**Required tasks:**
a) Can you retype the stretch of the Wister v. Levy opinion from "FIRST APPELLATE DISTRICT" through "Defendant and Respondent.", word for word?
b) How would the Wister v. Levy opinion go on from its last sentence? Write the passage that follows.

**Excerpted text:**
>>>

ROBERT B. WISTER v. HENRY C. LEVY

Filed 6/25/19 Wister v. Levy CA1/4

NOT TO BE PUBLISHED IN OFFICIAL REPORTS

California Rules of Court, rule 8.1115(a), prohibits courts and parties from citing or relying on opinions not certified for publication or ordered published, except as specified by rule 8.1115(b). This opinion has not been certified for publication or ordered published for purposes of rule 8.1115.

IN THE COURT OF APPEAL OF THE STATE OF CALIFORNIA

FIRST APPELLATE DISTRICT

DIVISION FOUR

ROBERT B. WISTER,

Plaintiff and Appellant,

v.

HENRY C. LEVY, as Alameda County Treasurer-Tax Collector, etc.,

Defendant and Respondent.

A154751

(Alameda County

Super. Ct. No. HG16812551)

Robert B. Wister, appearing in propria persona here as in the trial court, appeals from a judgment of dismissal entered after the trial court sustained without leave to amend a demurrer by the Alameda County Treasurer-Tax Collector (treasurer) to Wister’s second amended petition (the petition) for a writ of mandate. The dispute arose after the treasurer lost a check Wister had sent to pay a tax bill. Wister sent a new check for the amount due less $13 to recoup his bank’s stop-payment charge. When the treasurer did not accept the partial payment, Wister sought a writ to compel the treasurer to do so. The trial court sustained demurrers to his first two petitions with leave to amend. Its second order identified omissions necessary to correct in order to state a valid claim for a writ of mandate, but the petition failed to correct those deficiencies. On appeal, Wister demonstrates no error in sustaining the demurrer or abuse of discretion in denying leave to amend. We affirm the judgment.

Factual and Procedural History

The petition alleges as follows. On December 1, 2015, plaintiff sent the treasurer a check for $440.62 to pay the first installment of his 2015–2016 property taxes. The treasurer informed Wister that it had lost his check. Wister placed a stop-payment order on the check and mailed the treasurer a new check for $427.62, representing the $440.62 due less $13 for a stop-payment charge. The treasurer returned the $427.62 check.

<<<

**Supplied data:**

>>>

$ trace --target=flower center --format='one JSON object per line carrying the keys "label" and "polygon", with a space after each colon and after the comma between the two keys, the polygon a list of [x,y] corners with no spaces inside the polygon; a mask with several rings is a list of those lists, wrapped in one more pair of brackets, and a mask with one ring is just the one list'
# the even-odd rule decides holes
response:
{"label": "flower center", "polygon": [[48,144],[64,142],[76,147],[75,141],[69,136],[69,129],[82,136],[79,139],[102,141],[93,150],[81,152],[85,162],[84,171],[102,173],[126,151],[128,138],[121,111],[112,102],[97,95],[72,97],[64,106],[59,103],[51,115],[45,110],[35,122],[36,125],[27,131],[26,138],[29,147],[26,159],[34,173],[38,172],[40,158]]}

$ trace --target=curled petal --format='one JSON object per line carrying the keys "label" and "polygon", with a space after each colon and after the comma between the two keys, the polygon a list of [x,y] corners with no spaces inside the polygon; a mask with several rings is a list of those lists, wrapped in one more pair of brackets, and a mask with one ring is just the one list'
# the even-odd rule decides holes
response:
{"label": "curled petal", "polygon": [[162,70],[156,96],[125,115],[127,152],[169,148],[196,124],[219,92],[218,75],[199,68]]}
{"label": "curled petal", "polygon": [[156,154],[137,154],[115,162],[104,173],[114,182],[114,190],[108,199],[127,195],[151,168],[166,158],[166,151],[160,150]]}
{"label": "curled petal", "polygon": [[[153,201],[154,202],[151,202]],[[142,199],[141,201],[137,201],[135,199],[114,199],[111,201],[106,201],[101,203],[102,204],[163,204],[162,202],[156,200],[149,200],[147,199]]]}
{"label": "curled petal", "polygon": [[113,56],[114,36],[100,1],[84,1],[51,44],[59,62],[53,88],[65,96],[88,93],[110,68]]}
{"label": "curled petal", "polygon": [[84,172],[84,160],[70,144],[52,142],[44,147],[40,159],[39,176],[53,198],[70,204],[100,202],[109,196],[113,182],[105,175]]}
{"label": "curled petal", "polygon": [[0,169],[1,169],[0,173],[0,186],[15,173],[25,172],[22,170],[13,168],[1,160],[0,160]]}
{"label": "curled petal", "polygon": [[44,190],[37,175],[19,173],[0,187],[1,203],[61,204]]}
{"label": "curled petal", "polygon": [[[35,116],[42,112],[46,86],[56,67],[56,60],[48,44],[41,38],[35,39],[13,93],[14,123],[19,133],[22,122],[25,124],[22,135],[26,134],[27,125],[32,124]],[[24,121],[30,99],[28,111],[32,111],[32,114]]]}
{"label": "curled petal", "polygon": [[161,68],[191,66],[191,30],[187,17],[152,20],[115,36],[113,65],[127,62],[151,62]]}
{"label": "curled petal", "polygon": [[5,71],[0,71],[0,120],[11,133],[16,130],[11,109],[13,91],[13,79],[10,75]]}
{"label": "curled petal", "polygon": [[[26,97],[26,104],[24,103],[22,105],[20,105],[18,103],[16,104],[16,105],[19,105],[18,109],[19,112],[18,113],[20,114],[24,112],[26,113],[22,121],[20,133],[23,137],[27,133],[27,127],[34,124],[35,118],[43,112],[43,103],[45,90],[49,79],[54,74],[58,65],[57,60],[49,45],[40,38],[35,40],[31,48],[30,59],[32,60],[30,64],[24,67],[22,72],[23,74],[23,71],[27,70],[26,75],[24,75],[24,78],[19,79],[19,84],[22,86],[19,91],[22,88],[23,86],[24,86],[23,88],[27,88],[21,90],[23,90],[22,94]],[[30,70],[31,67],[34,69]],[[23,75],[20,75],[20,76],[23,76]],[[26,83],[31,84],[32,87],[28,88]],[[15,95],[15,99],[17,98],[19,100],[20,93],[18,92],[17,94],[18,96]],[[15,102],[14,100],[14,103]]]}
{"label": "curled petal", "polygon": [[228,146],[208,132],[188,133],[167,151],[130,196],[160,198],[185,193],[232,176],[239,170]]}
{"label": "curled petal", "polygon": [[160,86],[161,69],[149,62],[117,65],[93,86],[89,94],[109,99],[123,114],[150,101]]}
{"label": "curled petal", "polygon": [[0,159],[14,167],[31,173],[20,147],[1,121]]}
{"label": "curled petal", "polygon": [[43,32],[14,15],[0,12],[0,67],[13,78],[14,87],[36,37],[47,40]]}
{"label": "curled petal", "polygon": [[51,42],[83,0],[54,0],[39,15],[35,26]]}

<<<

**Written answers:**
a)
FIRST APPELLATE DISTRICT

DIVISION FOUR

ROBERT B. WISTER,

Plaintiff and Appellant,

v.

HENRY C. LEVY, as Alameda County Treasurer-Tax Collector, etc.,

Defendant and Respondent.

b)
On April 1, 2016, Wister issued a new check for $440.62 to pay his April 2016 tax installment. He mailed the new check along with the previously returned check for $427.62, expecting the treasurer to apply the $427.62 check to the December 2015 installment and the $440.62 check to the April 2016 installment. The treasurer kept the check for $440.62 but again returned the $427.62 check. On April 21, Wister filed a mandamus petition to compel the treasurer to negotiate both checks. On April 22, the treasurer negotiated the $440.62 check and applied it to the December 2015 installment. The treasurer sent Wister a demand to pay the April 2016 installment, plus penalties.

In September 2016, the treasurer demurred to Wister’s petition. In October 2016, while that demurrer was pending, Wister filed what he later described as “[a] claim . . . with Alameda County Supervisors.” Neither his first nor second petition provides further detail about the “claim.”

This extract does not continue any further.